• Provided information:
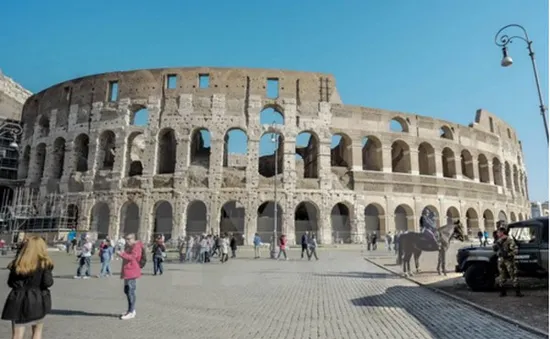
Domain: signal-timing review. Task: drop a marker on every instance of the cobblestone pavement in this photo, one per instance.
(340, 296)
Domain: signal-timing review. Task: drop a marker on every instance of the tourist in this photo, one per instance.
(224, 248)
(257, 243)
(282, 246)
(106, 252)
(84, 258)
(159, 253)
(233, 246)
(131, 271)
(312, 247)
(30, 278)
(305, 243)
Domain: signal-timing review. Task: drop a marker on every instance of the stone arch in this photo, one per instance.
(72, 215)
(340, 217)
(25, 162)
(508, 174)
(197, 218)
(467, 164)
(81, 152)
(130, 220)
(404, 218)
(43, 126)
(164, 219)
(266, 220)
(483, 169)
(40, 160)
(232, 220)
(375, 219)
(502, 216)
(426, 159)
(401, 157)
(488, 220)
(167, 151)
(107, 144)
(399, 125)
(235, 149)
(272, 114)
(58, 158)
(453, 215)
(341, 152)
(307, 151)
(306, 216)
(445, 132)
(272, 152)
(472, 223)
(372, 154)
(497, 171)
(135, 154)
(200, 148)
(432, 209)
(100, 217)
(516, 178)
(139, 116)
(448, 163)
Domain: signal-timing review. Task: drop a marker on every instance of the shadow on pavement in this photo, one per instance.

• Problem to work on: Once the pictures are set aside, repeat the data above exactly.

• Response for this exercise:
Domain: signal-timing review. Task: drop a marker on every instance of the cobblestone pavement in this photo, one per instance.
(340, 296)
Domain: signal-timing review. Task: drop a marker on every instance of the tourist in this photo, one per instance.
(224, 248)
(257, 243)
(282, 246)
(106, 252)
(84, 258)
(159, 253)
(233, 246)
(131, 271)
(312, 247)
(30, 278)
(305, 243)
Domain: signal-timing review. Task: drop a marker on every instance of the stone arch in this photo, one per instance.
(72, 215)
(340, 217)
(25, 162)
(508, 174)
(197, 218)
(467, 164)
(81, 152)
(130, 220)
(404, 218)
(43, 126)
(164, 219)
(266, 220)
(483, 169)
(40, 160)
(232, 220)
(375, 219)
(502, 216)
(426, 159)
(401, 157)
(488, 220)
(167, 151)
(107, 144)
(399, 125)
(235, 149)
(272, 114)
(58, 158)
(453, 215)
(341, 152)
(307, 151)
(306, 216)
(445, 132)
(272, 152)
(472, 223)
(372, 154)
(497, 171)
(135, 154)
(200, 148)
(432, 209)
(100, 217)
(516, 178)
(139, 116)
(448, 163)
Domain: signal-timing review. Task: drop a marker on every instance of the shadow on pavement in this photo, one per instance.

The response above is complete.